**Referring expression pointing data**
● ● ● ●

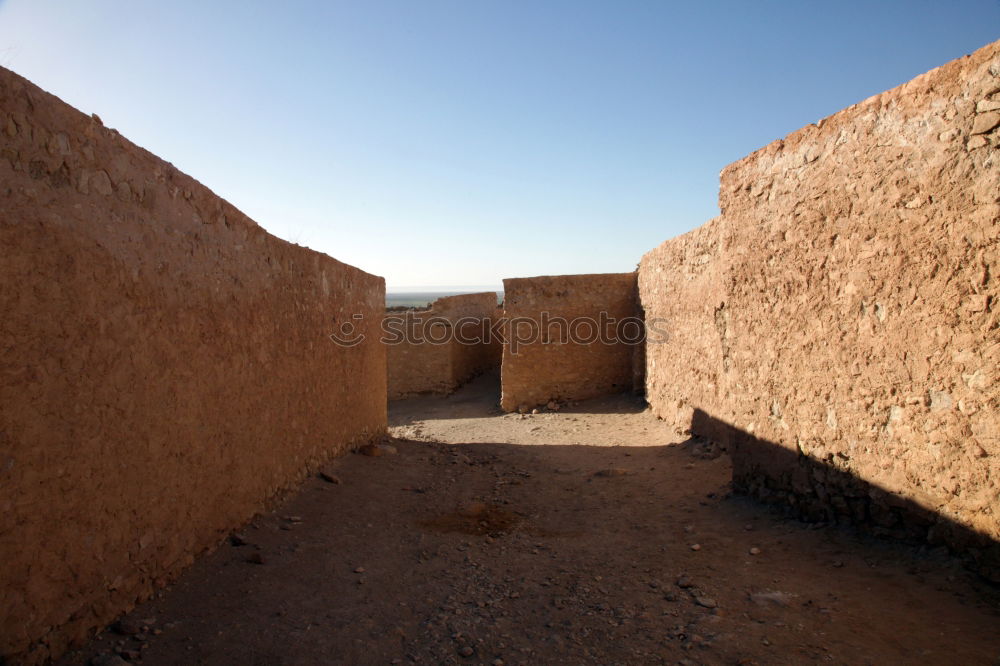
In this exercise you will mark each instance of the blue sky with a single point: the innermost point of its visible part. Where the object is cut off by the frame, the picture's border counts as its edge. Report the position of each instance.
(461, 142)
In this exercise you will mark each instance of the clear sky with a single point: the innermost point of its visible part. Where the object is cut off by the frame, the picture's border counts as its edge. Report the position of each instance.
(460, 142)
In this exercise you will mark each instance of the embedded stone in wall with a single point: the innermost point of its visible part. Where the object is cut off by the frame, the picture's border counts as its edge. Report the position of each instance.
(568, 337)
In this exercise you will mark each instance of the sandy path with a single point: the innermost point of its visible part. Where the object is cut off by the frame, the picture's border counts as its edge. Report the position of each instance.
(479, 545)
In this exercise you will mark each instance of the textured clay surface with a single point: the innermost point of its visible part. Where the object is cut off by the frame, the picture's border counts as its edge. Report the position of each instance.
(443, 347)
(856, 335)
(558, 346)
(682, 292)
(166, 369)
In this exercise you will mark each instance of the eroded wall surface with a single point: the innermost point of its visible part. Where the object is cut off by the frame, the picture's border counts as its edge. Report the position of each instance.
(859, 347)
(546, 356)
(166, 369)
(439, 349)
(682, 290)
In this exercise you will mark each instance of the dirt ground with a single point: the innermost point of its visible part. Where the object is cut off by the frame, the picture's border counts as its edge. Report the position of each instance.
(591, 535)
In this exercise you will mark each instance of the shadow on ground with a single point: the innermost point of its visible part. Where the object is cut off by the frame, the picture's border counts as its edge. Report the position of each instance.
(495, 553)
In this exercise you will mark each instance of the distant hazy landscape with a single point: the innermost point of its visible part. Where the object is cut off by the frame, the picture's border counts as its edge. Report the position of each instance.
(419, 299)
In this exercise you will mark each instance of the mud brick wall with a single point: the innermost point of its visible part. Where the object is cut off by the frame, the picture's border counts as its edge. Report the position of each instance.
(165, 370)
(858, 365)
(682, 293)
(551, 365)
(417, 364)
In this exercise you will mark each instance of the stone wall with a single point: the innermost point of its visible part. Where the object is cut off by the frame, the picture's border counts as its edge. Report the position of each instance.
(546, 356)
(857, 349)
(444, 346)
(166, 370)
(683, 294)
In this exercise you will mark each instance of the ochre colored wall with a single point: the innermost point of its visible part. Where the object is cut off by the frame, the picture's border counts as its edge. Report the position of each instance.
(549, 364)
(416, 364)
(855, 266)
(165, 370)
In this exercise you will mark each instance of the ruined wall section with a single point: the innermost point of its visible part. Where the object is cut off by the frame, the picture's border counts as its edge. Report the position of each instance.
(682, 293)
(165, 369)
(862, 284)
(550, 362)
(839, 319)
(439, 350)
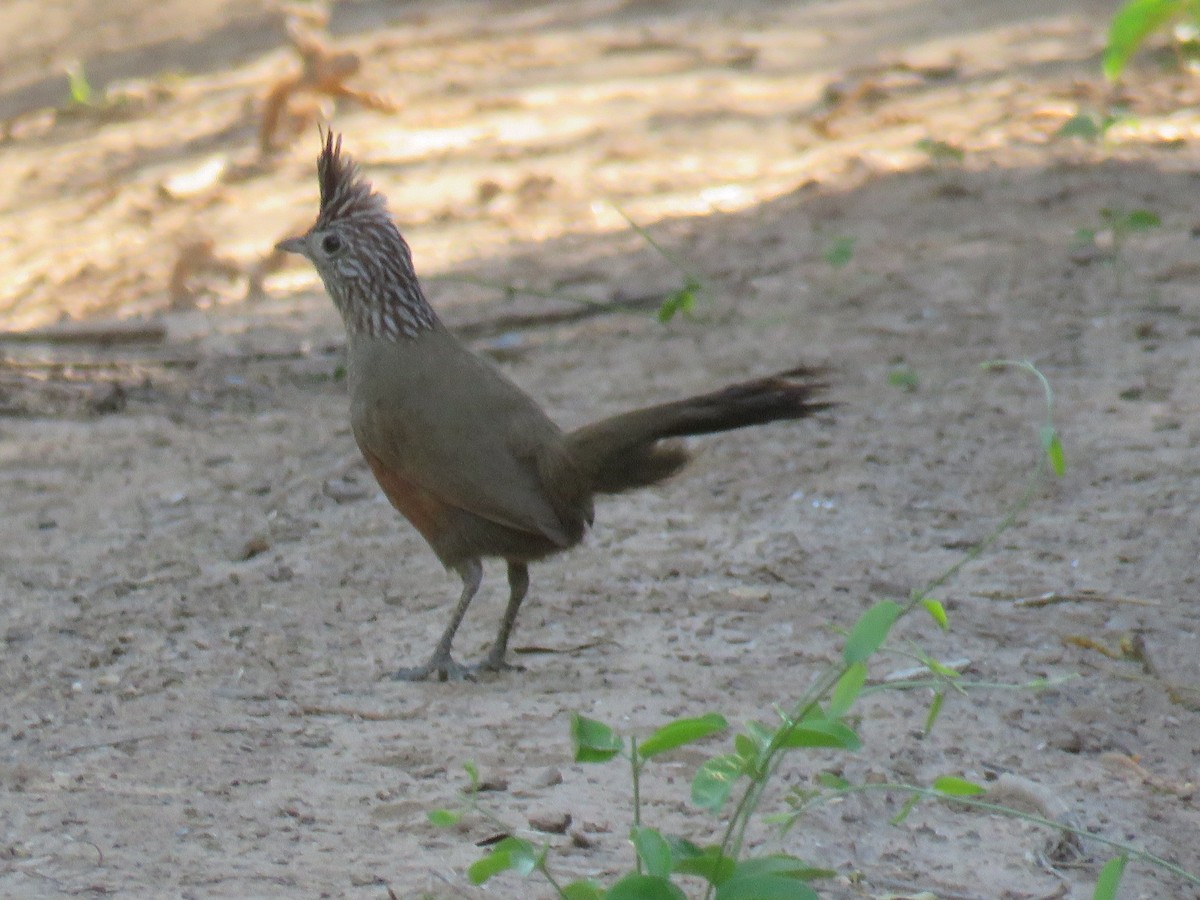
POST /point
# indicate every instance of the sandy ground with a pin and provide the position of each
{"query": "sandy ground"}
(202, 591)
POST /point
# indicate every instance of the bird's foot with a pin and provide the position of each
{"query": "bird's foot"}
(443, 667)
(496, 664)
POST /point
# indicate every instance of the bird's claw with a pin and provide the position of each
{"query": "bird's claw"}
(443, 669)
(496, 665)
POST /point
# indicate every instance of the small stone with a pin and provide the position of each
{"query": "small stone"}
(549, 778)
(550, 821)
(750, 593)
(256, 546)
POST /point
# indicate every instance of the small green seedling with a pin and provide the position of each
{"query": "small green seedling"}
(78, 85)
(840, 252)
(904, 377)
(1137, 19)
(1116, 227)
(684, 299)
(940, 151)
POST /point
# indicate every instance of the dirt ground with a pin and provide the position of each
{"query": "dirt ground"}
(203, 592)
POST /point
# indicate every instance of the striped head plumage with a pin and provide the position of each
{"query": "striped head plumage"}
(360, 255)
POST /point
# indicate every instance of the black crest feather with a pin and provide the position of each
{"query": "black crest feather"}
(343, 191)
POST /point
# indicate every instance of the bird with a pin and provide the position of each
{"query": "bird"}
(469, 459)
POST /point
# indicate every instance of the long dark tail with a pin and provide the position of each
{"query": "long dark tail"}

● ● ● ●

Exactly the lines starting at the one above with "In this exercise you will mark each instance of the dirt" and ending at the one with "# indicate every instance of the sandy" should be printed, and nothing else. Omit the pictures.

In this exercise you will mark each instance of the dirt ground with a single point: the innermost point of its visible part. Where the object is cut off by the frame, the picture's border counts as its edge. Report the position of each instance.
(591, 535)
In this exercise you will mark each instance of the shadow on ground with a single point: the innermost point of its visible part. Where the object is cut off by the frame, the picture's border counts as its edge. Report the position of each instance.
(495, 553)
In this exercise you will mark each instance of the distant hazy landscape with a single point: the innermost point of its visible part. Where the object is cut off by the frame, the picture's border counts as its edge. Report the position of each instance.
(419, 299)
In this exercise you will mark each instance of the mud brick wall with a single point: the innermost point of its visible part. Where the object is cut off by the frame, the picture's border counts as its edge. Report the position of each instance.
(165, 370)
(858, 365)
(682, 293)
(551, 365)
(417, 364)
In this exercise you will mark each instance of the stone wall with a single point: the innermost point of its visible part. Where the object is cut off by the frame, the picture's border counts as its edge. Report the position of each instance.
(546, 356)
(857, 349)
(444, 346)
(166, 370)
(683, 294)
In this exercise you will mark each instance of the ochre colored wall with a single point: the innermost point of its visible part. Where the object is cut off by the frame, the picture's border counts as its edge. Report the position of each instance.
(549, 364)
(416, 364)
(855, 266)
(165, 370)
In this exercise you will mark each instance of the ruined wall section with a single point: the innermost point of its visible part. Where the object is cut off by the frame, the picture's border counts as its edge. Report the position of each instance.
(682, 293)
(165, 369)
(862, 284)
(550, 362)
(839, 319)
(439, 350)
POST /point
# indicate every instance of the sandy ground with a pin and provide the position of each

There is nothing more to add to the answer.